- Direction -
The required output is the line that contains "For the benchmark, point out every instance of the hazy" plus every line after it in the listing below, copied exactly as it appears.

━━ Available records ━━

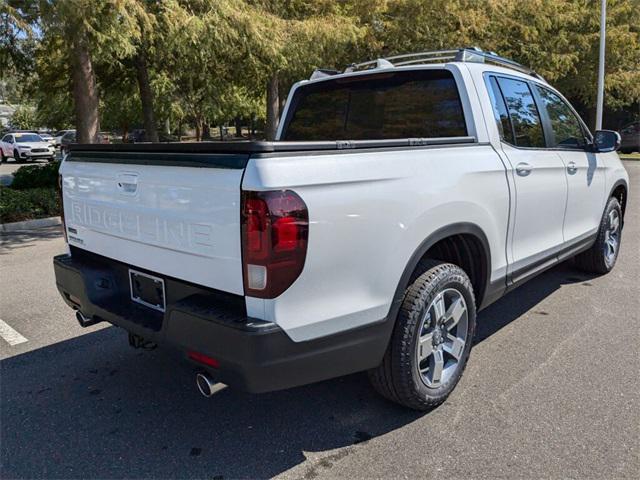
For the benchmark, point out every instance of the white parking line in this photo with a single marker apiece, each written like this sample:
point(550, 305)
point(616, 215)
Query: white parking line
point(10, 335)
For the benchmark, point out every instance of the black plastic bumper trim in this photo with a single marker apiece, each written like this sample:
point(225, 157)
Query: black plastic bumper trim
point(254, 355)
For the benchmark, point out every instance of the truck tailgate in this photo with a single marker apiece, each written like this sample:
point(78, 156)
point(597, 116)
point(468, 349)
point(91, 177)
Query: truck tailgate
point(175, 220)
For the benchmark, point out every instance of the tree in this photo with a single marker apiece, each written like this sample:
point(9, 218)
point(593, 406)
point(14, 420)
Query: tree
point(23, 118)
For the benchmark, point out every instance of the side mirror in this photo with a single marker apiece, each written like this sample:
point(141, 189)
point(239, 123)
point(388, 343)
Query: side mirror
point(606, 141)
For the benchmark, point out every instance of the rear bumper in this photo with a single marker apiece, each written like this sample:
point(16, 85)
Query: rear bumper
point(254, 355)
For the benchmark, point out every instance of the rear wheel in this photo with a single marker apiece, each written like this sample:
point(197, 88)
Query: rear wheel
point(431, 340)
point(602, 256)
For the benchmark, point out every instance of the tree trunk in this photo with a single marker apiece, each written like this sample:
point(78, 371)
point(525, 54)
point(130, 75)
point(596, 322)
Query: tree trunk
point(273, 107)
point(85, 92)
point(146, 96)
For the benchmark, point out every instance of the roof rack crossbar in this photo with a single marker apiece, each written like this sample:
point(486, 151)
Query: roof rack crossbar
point(470, 54)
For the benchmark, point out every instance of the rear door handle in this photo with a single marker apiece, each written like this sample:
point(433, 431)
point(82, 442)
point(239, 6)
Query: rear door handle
point(523, 169)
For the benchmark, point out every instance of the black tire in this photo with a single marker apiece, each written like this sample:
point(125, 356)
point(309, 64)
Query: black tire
point(399, 377)
point(598, 259)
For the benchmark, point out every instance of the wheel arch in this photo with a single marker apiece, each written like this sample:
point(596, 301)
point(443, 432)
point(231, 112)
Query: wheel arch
point(620, 190)
point(463, 230)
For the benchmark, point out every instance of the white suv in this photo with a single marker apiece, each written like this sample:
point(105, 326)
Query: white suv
point(25, 146)
point(402, 196)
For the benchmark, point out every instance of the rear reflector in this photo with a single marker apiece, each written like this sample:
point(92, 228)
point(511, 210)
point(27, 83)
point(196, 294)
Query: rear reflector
point(275, 229)
point(204, 359)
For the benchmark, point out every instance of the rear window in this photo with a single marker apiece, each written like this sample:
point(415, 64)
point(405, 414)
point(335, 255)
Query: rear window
point(421, 103)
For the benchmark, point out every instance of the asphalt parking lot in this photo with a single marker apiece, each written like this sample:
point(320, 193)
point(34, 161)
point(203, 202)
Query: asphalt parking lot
point(552, 391)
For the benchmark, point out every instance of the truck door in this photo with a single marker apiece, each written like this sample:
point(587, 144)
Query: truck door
point(585, 171)
point(538, 175)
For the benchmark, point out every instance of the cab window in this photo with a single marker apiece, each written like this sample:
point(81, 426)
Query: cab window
point(525, 118)
point(566, 128)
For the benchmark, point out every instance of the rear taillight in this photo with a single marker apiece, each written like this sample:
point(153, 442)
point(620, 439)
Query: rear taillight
point(275, 229)
point(60, 199)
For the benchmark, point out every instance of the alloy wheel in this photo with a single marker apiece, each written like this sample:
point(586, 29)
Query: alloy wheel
point(443, 337)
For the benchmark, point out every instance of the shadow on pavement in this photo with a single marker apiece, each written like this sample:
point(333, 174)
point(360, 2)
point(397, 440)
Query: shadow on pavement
point(26, 238)
point(91, 407)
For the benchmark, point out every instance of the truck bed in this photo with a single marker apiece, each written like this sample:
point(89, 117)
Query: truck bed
point(249, 146)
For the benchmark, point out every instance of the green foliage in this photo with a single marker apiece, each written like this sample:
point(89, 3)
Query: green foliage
point(209, 61)
point(24, 118)
point(36, 176)
point(18, 205)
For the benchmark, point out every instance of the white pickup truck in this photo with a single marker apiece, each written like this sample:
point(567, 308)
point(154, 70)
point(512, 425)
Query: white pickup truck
point(402, 196)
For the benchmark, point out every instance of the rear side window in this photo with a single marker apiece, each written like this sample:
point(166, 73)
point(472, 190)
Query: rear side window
point(422, 103)
point(500, 111)
point(524, 114)
point(567, 131)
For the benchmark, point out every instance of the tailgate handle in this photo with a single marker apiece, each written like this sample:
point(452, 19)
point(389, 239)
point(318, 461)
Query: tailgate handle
point(127, 183)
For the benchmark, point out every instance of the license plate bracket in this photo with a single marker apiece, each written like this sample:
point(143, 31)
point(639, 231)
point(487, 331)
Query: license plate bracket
point(147, 290)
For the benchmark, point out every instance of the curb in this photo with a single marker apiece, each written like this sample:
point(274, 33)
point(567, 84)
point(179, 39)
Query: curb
point(30, 224)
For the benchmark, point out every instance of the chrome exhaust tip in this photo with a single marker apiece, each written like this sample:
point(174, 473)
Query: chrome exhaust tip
point(206, 385)
point(85, 321)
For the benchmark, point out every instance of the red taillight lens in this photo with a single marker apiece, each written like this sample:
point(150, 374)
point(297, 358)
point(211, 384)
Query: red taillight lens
point(60, 199)
point(204, 359)
point(275, 229)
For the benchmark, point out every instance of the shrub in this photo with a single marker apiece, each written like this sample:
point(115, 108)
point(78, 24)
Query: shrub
point(36, 176)
point(18, 205)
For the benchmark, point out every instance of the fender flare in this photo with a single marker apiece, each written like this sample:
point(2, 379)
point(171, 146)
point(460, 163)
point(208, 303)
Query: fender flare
point(430, 241)
point(620, 182)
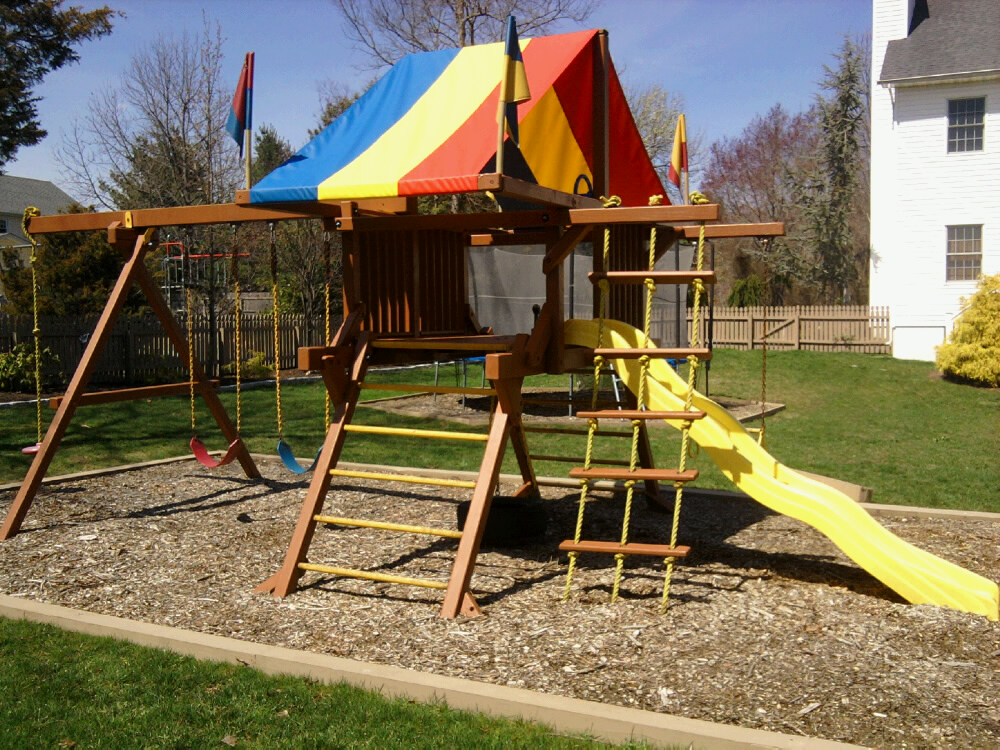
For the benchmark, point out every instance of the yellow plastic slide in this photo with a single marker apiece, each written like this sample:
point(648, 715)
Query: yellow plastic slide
point(918, 576)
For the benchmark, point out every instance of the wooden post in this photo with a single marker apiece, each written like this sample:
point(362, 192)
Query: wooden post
point(458, 599)
point(284, 582)
point(119, 237)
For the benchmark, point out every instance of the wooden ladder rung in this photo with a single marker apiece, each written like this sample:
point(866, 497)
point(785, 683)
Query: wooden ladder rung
point(658, 277)
point(656, 353)
point(406, 478)
point(632, 548)
point(369, 575)
point(664, 475)
point(640, 414)
point(580, 460)
point(363, 523)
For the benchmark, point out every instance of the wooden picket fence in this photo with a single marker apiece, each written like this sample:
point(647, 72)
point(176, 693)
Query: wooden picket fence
point(823, 328)
point(138, 350)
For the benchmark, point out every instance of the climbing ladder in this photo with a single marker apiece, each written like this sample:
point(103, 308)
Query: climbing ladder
point(344, 365)
point(640, 464)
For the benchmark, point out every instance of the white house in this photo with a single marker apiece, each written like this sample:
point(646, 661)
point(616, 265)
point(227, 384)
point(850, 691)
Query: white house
point(935, 179)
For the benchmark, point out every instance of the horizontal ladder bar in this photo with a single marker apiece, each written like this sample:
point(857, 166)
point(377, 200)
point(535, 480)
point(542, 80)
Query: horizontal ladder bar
point(656, 353)
point(405, 478)
point(632, 548)
point(362, 523)
point(580, 460)
point(577, 431)
point(566, 401)
point(660, 475)
point(413, 432)
point(657, 277)
point(372, 576)
point(640, 414)
point(417, 388)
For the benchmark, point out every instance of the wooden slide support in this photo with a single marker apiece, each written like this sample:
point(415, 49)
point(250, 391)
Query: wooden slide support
point(134, 243)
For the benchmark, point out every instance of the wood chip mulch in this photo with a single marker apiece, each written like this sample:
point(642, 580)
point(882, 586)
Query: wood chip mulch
point(770, 625)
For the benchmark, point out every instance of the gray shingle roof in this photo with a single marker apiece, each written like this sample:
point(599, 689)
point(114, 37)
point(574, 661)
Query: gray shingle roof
point(958, 37)
point(17, 193)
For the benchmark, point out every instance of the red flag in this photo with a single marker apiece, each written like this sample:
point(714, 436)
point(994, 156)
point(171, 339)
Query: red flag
point(678, 159)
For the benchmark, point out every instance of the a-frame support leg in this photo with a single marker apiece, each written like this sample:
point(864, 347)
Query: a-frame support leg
point(506, 422)
point(284, 582)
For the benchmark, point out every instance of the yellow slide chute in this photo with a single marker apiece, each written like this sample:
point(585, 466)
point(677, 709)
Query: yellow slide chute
point(918, 576)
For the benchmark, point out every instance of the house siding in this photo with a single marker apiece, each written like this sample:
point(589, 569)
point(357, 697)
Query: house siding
point(918, 190)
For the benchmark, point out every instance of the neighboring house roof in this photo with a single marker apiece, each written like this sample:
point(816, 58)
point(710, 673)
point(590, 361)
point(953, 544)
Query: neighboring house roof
point(17, 193)
point(948, 40)
point(429, 126)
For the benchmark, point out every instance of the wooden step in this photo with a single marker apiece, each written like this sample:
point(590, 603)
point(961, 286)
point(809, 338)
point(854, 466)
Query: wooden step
point(656, 353)
point(632, 548)
point(640, 414)
point(660, 475)
point(658, 277)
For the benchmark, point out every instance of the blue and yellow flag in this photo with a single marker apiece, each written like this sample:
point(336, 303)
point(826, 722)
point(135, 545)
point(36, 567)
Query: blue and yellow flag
point(514, 83)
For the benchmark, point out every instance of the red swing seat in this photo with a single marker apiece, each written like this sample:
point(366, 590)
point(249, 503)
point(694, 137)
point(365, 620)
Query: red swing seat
point(207, 459)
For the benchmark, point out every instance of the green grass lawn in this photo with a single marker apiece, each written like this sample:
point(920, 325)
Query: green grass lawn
point(884, 423)
point(66, 690)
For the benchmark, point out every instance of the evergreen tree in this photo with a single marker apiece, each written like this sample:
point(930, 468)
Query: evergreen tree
point(829, 192)
point(36, 38)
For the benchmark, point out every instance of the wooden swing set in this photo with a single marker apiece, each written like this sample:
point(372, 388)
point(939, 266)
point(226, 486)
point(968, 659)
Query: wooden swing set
point(405, 300)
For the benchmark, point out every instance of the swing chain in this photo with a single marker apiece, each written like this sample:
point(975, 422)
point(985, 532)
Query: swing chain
point(273, 257)
point(29, 213)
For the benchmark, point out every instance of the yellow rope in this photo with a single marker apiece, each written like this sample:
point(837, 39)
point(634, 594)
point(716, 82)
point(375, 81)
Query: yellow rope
point(699, 288)
point(592, 423)
point(189, 312)
point(36, 330)
point(238, 339)
point(273, 253)
point(326, 319)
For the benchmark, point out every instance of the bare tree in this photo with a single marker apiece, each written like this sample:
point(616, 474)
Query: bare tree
point(753, 176)
point(158, 138)
point(386, 30)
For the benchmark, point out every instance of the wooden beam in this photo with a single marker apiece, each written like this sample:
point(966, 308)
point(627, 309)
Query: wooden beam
point(223, 213)
point(721, 231)
point(533, 193)
point(133, 394)
point(644, 214)
point(561, 249)
point(542, 237)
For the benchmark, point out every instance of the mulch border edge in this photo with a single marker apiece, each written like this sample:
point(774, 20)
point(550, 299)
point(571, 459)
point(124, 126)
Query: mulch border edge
point(571, 715)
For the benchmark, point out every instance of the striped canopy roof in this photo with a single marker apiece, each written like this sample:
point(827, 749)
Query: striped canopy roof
point(429, 126)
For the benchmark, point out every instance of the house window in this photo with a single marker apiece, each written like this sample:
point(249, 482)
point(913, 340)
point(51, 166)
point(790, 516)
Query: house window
point(965, 124)
point(965, 252)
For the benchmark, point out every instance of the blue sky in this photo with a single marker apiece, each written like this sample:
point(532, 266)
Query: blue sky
point(729, 59)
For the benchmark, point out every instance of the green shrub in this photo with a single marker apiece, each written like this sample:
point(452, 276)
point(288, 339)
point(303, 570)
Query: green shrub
point(17, 368)
point(748, 292)
point(973, 349)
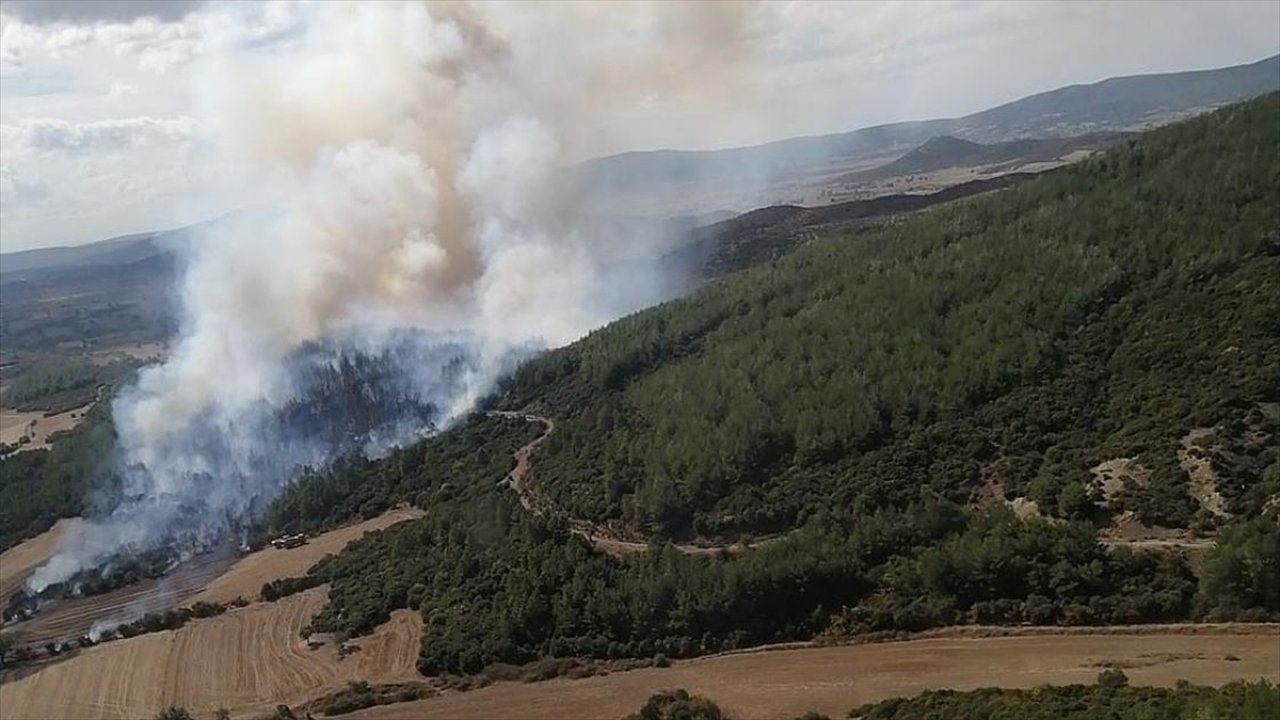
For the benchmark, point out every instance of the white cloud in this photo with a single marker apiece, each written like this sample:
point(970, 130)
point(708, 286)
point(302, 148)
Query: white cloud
point(120, 90)
point(16, 188)
point(46, 135)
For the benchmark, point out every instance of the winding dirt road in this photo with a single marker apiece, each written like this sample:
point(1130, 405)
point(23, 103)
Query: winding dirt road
point(606, 540)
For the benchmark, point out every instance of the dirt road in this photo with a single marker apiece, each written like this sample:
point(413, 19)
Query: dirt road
point(606, 540)
point(786, 683)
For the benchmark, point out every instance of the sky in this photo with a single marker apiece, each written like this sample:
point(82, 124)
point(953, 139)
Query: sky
point(108, 124)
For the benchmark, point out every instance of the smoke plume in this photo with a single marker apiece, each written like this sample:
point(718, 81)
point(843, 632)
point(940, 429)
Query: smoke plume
point(414, 232)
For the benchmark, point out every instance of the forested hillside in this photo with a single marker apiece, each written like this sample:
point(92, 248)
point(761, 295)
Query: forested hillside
point(858, 392)
point(1101, 311)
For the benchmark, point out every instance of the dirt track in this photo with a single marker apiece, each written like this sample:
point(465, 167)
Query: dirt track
point(247, 660)
point(606, 540)
point(786, 683)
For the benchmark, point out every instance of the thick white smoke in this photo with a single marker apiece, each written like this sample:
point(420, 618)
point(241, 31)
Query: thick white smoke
point(407, 168)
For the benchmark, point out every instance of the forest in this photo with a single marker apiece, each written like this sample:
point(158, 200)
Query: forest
point(1110, 697)
point(1027, 335)
point(853, 395)
point(40, 486)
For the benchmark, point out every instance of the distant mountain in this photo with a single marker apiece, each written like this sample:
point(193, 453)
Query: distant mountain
point(950, 151)
point(117, 251)
point(1110, 105)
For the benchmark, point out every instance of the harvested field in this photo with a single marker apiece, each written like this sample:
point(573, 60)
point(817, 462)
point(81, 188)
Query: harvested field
point(64, 620)
point(247, 577)
point(247, 660)
point(19, 560)
point(218, 577)
point(36, 427)
point(786, 683)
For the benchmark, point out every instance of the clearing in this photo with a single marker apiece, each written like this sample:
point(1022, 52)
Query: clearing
point(248, 660)
point(247, 575)
point(786, 683)
point(218, 577)
point(36, 427)
point(19, 560)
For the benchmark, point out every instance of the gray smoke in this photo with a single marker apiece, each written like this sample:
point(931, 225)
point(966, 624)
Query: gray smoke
point(417, 236)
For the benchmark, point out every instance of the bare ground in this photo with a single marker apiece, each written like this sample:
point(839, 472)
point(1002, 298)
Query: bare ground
point(786, 683)
point(247, 660)
point(36, 427)
point(247, 577)
point(213, 578)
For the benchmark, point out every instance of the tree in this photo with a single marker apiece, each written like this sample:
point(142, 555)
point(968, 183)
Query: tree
point(1112, 678)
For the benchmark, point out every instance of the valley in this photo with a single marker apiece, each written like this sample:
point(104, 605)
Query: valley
point(978, 409)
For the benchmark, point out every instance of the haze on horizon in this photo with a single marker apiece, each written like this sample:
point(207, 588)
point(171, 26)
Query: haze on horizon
point(101, 103)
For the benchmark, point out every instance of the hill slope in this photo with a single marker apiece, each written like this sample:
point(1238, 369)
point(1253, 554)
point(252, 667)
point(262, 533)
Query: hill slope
point(862, 390)
point(1096, 313)
point(947, 151)
point(1115, 104)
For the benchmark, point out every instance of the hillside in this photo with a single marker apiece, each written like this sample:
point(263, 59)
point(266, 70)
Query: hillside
point(947, 151)
point(858, 396)
point(1096, 313)
point(1115, 104)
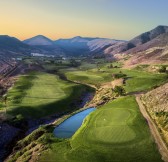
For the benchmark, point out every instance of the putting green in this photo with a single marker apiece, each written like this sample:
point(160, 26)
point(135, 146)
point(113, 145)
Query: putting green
point(116, 132)
point(112, 124)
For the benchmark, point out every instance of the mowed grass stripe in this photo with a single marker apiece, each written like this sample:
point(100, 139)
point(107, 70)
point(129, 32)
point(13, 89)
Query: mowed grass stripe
point(40, 94)
point(124, 137)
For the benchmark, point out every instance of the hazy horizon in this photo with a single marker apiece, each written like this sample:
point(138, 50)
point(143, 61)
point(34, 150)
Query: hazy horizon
point(115, 19)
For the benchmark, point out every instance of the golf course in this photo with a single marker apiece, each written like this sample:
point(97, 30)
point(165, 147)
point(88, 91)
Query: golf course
point(114, 132)
point(39, 94)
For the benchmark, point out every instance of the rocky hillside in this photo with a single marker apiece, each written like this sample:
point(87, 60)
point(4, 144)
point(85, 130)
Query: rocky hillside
point(137, 41)
point(148, 48)
point(39, 40)
point(156, 103)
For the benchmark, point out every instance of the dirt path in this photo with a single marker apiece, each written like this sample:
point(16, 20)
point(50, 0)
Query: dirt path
point(153, 128)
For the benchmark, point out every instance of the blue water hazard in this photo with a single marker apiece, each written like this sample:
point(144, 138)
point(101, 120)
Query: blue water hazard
point(68, 128)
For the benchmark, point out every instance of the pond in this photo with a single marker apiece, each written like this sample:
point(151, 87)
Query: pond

━━━

- In response -
For the benchmark, point out every instance of the hazy horizon in this photo with a single marker apiece, each written like this sample:
point(138, 50)
point(143, 61)
point(34, 150)
Query: hazy horizon
point(115, 19)
For the benchmark, point out every instance of the golf course in this photo with a single marker apiece, each written like this sample:
point(97, 30)
point(165, 147)
point(88, 91)
Query: golf course
point(114, 132)
point(39, 94)
For the benchmark, point out every instance of the rocky hillside in this photo with a single marker apiece, each written like this sample:
point(87, 60)
point(4, 144)
point(85, 130)
Query: rocky hillside
point(137, 41)
point(148, 48)
point(39, 40)
point(156, 103)
For the benchmark, point out every instance of the dirt path in this photo with a single marker apiece, each written like this sample:
point(16, 20)
point(50, 0)
Query: dirt path
point(153, 128)
For the benchmark, point out every instance of the blue water hazard in this photo with a single marker apiece, each written like this sample:
point(144, 138)
point(101, 120)
Query: blue water hazard
point(68, 128)
For the benchmark, point out every instance of the pond in this photo with a single marker apiece, each written like this sample:
point(151, 87)
Query: pond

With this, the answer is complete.